Can you convert all of the material below into a JSON list of strings, one per line, with blank lines skipped and the pictures left out?

########################################

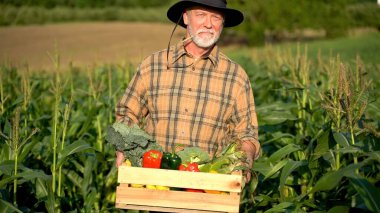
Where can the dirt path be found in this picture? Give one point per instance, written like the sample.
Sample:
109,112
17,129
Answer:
82,43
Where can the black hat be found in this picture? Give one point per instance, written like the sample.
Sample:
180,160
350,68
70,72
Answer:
232,17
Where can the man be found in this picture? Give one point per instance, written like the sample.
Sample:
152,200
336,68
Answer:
191,93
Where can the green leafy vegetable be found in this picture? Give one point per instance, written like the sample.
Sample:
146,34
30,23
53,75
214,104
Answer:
132,140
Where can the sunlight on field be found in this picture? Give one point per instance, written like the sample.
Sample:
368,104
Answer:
83,44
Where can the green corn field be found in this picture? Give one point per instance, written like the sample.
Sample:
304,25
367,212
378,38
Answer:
319,129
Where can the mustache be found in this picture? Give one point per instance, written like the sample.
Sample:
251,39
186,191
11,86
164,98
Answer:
206,31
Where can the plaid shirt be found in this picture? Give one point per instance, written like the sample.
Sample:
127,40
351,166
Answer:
191,102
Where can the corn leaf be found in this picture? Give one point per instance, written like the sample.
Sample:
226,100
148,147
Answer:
287,170
281,207
339,209
276,168
284,151
341,139
369,193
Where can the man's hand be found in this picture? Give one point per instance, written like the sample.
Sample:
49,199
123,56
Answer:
119,158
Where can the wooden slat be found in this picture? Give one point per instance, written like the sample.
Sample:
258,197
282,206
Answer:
159,209
177,199
180,179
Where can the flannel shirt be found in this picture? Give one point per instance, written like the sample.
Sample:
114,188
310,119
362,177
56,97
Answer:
206,102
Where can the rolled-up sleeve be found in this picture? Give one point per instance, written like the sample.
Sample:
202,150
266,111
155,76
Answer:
131,108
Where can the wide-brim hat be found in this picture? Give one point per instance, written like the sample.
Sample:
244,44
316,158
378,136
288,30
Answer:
232,17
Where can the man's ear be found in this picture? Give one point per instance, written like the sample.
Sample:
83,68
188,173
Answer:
185,18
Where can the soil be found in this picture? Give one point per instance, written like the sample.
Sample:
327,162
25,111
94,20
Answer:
83,44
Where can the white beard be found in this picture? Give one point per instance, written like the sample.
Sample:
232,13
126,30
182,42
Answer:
204,42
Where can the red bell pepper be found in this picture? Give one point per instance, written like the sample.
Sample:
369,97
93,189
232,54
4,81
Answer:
152,159
191,167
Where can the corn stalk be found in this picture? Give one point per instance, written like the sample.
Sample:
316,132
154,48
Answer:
15,143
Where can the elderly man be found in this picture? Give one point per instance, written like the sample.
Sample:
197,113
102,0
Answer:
191,93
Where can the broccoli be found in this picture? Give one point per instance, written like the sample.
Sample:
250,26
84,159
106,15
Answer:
132,140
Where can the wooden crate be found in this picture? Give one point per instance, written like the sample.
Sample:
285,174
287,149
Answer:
177,201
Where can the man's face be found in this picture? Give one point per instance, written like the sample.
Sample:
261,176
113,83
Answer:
204,25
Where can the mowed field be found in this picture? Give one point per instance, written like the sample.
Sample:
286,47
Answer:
82,44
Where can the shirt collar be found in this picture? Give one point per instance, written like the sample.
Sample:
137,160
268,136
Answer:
179,51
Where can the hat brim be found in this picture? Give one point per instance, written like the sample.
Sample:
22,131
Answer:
232,17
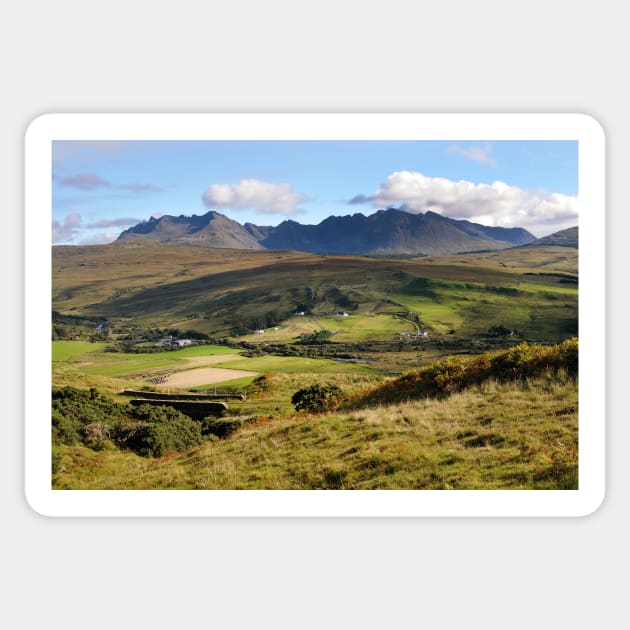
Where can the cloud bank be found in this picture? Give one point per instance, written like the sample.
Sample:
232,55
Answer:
496,204
254,194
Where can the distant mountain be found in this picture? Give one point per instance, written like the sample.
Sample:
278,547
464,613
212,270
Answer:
386,232
209,230
563,238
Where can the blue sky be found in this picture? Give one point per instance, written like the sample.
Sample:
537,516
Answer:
102,187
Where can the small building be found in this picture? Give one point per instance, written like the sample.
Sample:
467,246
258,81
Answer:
180,343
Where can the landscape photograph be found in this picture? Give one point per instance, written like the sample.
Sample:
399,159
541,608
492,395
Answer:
314,315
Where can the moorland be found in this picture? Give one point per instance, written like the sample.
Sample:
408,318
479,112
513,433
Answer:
437,372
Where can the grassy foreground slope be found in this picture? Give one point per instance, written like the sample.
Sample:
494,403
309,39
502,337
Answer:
506,436
497,421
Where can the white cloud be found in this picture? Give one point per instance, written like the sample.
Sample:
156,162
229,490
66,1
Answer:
263,197
496,204
481,155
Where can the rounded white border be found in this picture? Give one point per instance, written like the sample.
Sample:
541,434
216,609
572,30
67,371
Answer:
38,200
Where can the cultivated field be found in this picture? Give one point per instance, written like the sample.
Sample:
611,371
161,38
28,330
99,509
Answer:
418,405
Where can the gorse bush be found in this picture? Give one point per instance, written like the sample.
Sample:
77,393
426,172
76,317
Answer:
458,372
86,417
317,398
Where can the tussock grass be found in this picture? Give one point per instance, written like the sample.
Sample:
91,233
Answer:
492,436
442,378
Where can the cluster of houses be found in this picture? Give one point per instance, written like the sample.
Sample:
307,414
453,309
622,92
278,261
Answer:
417,334
170,342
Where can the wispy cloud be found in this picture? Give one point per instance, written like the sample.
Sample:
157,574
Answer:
92,181
481,155
121,222
496,204
99,239
66,230
73,230
254,194
82,181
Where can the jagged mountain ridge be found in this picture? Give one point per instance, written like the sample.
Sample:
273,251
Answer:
386,232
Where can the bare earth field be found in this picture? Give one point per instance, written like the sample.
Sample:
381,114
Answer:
204,376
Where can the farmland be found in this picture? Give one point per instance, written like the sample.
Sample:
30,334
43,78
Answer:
266,324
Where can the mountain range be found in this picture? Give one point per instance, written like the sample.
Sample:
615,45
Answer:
386,232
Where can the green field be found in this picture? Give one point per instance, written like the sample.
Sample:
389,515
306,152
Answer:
67,350
389,430
217,293
292,365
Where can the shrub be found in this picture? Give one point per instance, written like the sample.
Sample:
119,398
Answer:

########################################

» Response:
[
  "Where can the dirt path be found in this picture? Give one point per instance, written like the sample.",
  "Sample:",
  "109,112",
  "17,129",
  "Answer:",
  "82,43",
  "Where can the black hat be found in this picture? Give one point per instance, written like the sample.",
  "Sample:",
  "180,160",
  "350,68",
  "70,72",
  "Answer:",
  "232,17",
  "Where can the man be found in this picture? Give one point per instance, written like the sample.",
  "Sample:",
  "152,200",
  "336,68",
  "Answer:",
  "191,93",
  "Where can the green leafy vegetable be found in this picture? Give one point per instance, written like the sample.",
  "Sample:",
  "146,34",
  "30,23",
  "53,75",
  "214,104",
  "Answer:",
  "132,140",
  "Where can the sunlight on field be found in this picture? Give one point per instance, written like the sample.",
  "Sample:",
  "368,104",
  "Answer:",
  "83,44",
  "Where can the green corn field be found in this picture? Give one point per instance, written like the sample.",
  "Sample:",
  "304,25",
  "367,212",
  "378,38",
  "Answer:",
  "319,129",
  "Where can the mustache be found in this picture? Give one point per instance, written like the sample.",
  "Sample:",
  "251,39",
  "186,191",
  "11,86",
  "164,98",
  "Answer:",
  "206,31",
  "Where can the plaid shirt be found in this picture? Give one point per instance, written like the sample.",
  "Sample:",
  "127,40",
  "351,166",
  "Answer:",
  "191,102",
  "Where can the corn leaf be found in this picture? Give one point per instance, written like the sample.",
  "Sample:",
  "226,100",
  "148,147",
  "Answer:",
  "287,170",
  "281,207",
  "339,209",
  "276,168",
  "284,151",
  "341,139",
  "369,193",
  "Where can the man's hand be found in this picture? Give one point per instance, written like the sample.",
  "Sample:",
  "49,199",
  "123,56",
  "Answer:",
  "119,158",
  "Where can the wooden slat be found in this picture? Give one point per instance, written like the sample.",
  "Sample:",
  "258,197",
  "282,206",
  "Answer:",
  "159,209",
  "177,199",
  "180,179",
  "Where can the flannel shirt be found in this picture? Give one point per instance, written like the sample.",
  "Sample:",
  "114,188",
  "310,119",
  "362,177",
  "56,97",
  "Answer:",
  "206,102",
  "Where can the rolled-up sleeve be found in this picture? Give one point per instance, written like the sample.",
  "Sample:",
  "202,150",
  "266,111",
  "155,76",
  "Answer:",
  "131,108",
  "Where can the wide-brim hat be found in this picture? Give one point per instance, written like the sample.",
  "Sample:",
  "244,44",
  "316,158",
  "378,136",
  "288,30",
  "Answer:",
  "232,17",
  "Where can the man's ear be found in this picture? Give one point per instance, written like the sample.",
  "Sample:",
  "83,68",
  "188,173",
  "Answer:",
  "185,18",
  "Where can the soil be found in this picture? Give one point per instance, written like the sample.",
  "Sample:",
  "327,162",
  "25,111",
  "94,20",
  "Answer:",
  "83,44",
  "Where can the white beard be found in this picture? Give one point per instance, written like the sample.",
  "Sample:",
  "232,13",
  "126,30",
  "182,42",
  "Answer:",
  "204,42",
  "Where can the red bell pepper be found in this picture? Give one point per instance, written like the sample.",
  "Sample:",
  "369,97",
  "93,189",
  "232,54",
  "4,81",
  "Answer:",
  "152,159",
  "191,167",
  "Where can the corn stalk be found in this picture? Give one point per instance, written like the sample.",
  "Sample:",
  "316,132",
  "154,48",
  "Answer:",
  "15,143",
  "Where can the elderly man be found in this picture? Give one point per instance, written like the sample.",
  "Sample:",
  "197,113",
  "102,0",
  "Answer:",
  "191,93",
  "Where can the broccoli be found in this picture? Give one point per instance, written like the sample.",
  "Sample:",
  "250,26",
  "84,159",
  "106,15",
  "Answer:",
  "132,140",
  "Where can the wooden crate be found in this picture? Give one point per instance, written like the sample.",
  "Sample:",
  "285,174",
  "287,149",
  "Answer:",
  "177,201",
  "Where can the man's face be found in this picture? Give one point per instance, written like the sample.",
  "Sample:",
  "261,176",
  "113,83",
  "Answer:",
  "204,25",
  "Where can the mowed field be found in this picture? Give one point per instance, written like the sample.",
  "Sample:",
  "286,47",
  "Answer:",
  "82,44",
  "Where can the shirt collar be found in this picture? Give one point per instance, written like the sample.",
  "Sample:",
  "137,160",
  "268,136",
  "Answer:",
  "179,51",
  "Where can the hat brim be found in this picture? Give one point per instance, written like the sample.",
  "Sample:",
  "22,131",
  "Answer:",
  "232,17",
  "Where can the cloud bank be found in this picture? Give one point per instance, written like the sample.",
  "Sample:",
  "232,55",
  "Answer:",
  "496,204",
  "254,194",
  "Where can the distant mountain be found in this picture? Give one point per instance, written like the sample.",
  "Sample:",
  "278,547",
  "464,613",
  "212,270",
  "Answer:",
  "386,232",
  "209,230",
  "563,238",
  "Where can the blue sky be found in this picture? Give one point per instance, written like the sample.",
  "Sample:",
  "537,516",
  "Answer:",
  "102,187",
  "Where can the small building be found in this picture? Give one point per instance, written like the sample.",
  "Sample:",
  "467,246",
  "258,81",
  "Answer:",
  "180,343",
  "Where can the landscape photograph be found in this picture? Give one point per instance, written like the sample.",
  "Sample:",
  "399,159",
  "541,608",
  "492,395",
  "Answer:",
  "314,315",
  "Where can the moorland be found in this picture? Give one point per instance, written like the sample.",
  "Sample:",
  "408,318",
  "479,112",
  "513,433",
  "Answer:",
  "437,372",
  "Where can the grassy foreground slope be found in this picture? Give one point per instance, written like the sample.",
  "Sample:",
  "494,403",
  "309,39",
  "502,337",
  "Answer:",
  "506,436",
  "497,421",
  "Where can the white cloud be found in this picture? Give one point per instance, written like the sample.",
  "Sample:",
  "156,162",
  "229,490",
  "66,1",
  "Answer:",
  "263,197",
  "496,204",
  "481,155",
  "Where can the rounded white border be found in this picture? Give one point per instance, written like the sample.",
  "Sample:",
  "541,434",
  "216,609",
  "572,30",
  "67,371",
  "Answer:",
  "38,200",
  "Where can the cultivated field be found in this picture? Give one point per instance, written like the sample.",
  "Sample:",
  "611,371",
  "161,38",
  "28,330",
  "99,509",
  "Answer:",
  "418,405",
  "Where can the gorse bush be found in this picture? Give one point per instance, written like the sample.",
  "Sample:",
  "77,393",
  "426,172",
  "76,317",
  "Answer:",
  "458,372",
  "86,417",
  "317,398",
  "Where can the tussock grass be found in this picture? Give one point per instance, written like the sample.",
  "Sample:",
  "91,233",
  "Answer:",
  "492,436",
  "442,378",
  "Where can the cluster of houses be found in this picture? Give one point per instance, written like the sample.",
  "Sample:",
  "307,414",
  "453,309",
  "622,92",
  "278,261",
  "Answer:",
  "417,334",
  "170,342",
  "Where can the wispy cloud be found in this picture? Give one point per instance, written like the sample.",
  "Sample:",
  "157,574",
  "Answer:",
  "92,181",
  "481,155",
  "121,222",
  "496,204",
  "99,239",
  "66,230",
  "73,230",
  "254,194",
  "82,181",
  "Where can the jagged mountain ridge be found in this picture? Give one point per instance, written like the sample.",
  "Sample:",
  "273,251",
  "Answer:",
  "386,232",
  "Where can the bare earth field be found in this picture? Give one point per instance, written like the sample.",
  "Sample:",
  "381,114",
  "Answer:",
  "204,376",
  "Where can the farmland be found in this picture? Give one point per instance, written like the sample.",
  "Sample:",
  "30,334",
  "43,78",
  "Answer:",
  "266,324",
  "Where can the mountain range be found in this picture? Give one point per instance, written like the sample.",
  "Sample:",
  "615,45",
  "Answer:",
  "386,232",
  "Where can the green field be found in this picture? Give one point per instance, written like the sample.",
  "Sample:",
  "389,515",
  "306,152",
  "Answer:",
  "67,350",
  "389,430",
  "217,293",
  "292,365",
  "Where can the shrub be found in this picture? Give one point per instance, written like the sample.",
  "Sample:",
  "119,398",
  "Answer:"
]